## What the task asks
Using the records that follow, count the lines containing the word "below" and give that number only.

## Data

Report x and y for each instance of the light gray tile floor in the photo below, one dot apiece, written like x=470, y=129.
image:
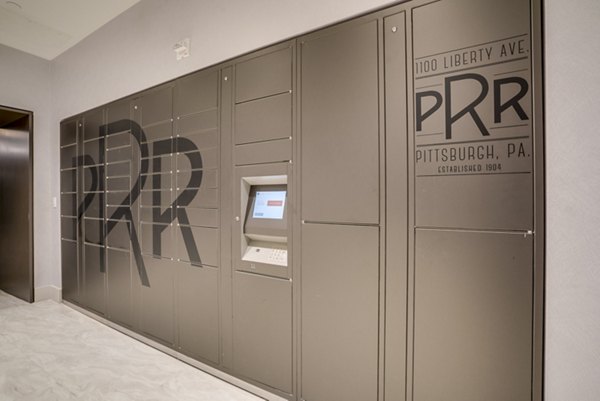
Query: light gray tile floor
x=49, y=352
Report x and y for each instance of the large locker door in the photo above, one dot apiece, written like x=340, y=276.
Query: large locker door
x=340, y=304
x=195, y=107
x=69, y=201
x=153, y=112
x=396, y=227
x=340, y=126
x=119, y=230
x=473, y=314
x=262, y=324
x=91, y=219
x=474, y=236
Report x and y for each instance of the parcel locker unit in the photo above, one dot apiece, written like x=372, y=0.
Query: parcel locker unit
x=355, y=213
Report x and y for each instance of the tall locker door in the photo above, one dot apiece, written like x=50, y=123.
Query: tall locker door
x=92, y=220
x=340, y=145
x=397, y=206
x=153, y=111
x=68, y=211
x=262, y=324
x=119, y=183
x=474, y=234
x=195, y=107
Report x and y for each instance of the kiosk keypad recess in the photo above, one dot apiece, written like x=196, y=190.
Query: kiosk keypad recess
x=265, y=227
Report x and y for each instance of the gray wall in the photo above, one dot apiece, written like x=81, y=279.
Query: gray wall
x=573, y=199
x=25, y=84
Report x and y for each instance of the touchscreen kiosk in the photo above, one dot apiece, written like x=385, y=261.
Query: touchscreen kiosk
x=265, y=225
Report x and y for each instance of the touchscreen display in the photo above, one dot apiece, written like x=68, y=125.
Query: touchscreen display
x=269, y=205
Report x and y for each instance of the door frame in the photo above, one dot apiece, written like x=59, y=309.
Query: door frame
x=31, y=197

---

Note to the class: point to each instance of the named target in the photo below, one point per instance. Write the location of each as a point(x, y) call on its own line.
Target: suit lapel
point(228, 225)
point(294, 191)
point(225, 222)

## Solution
2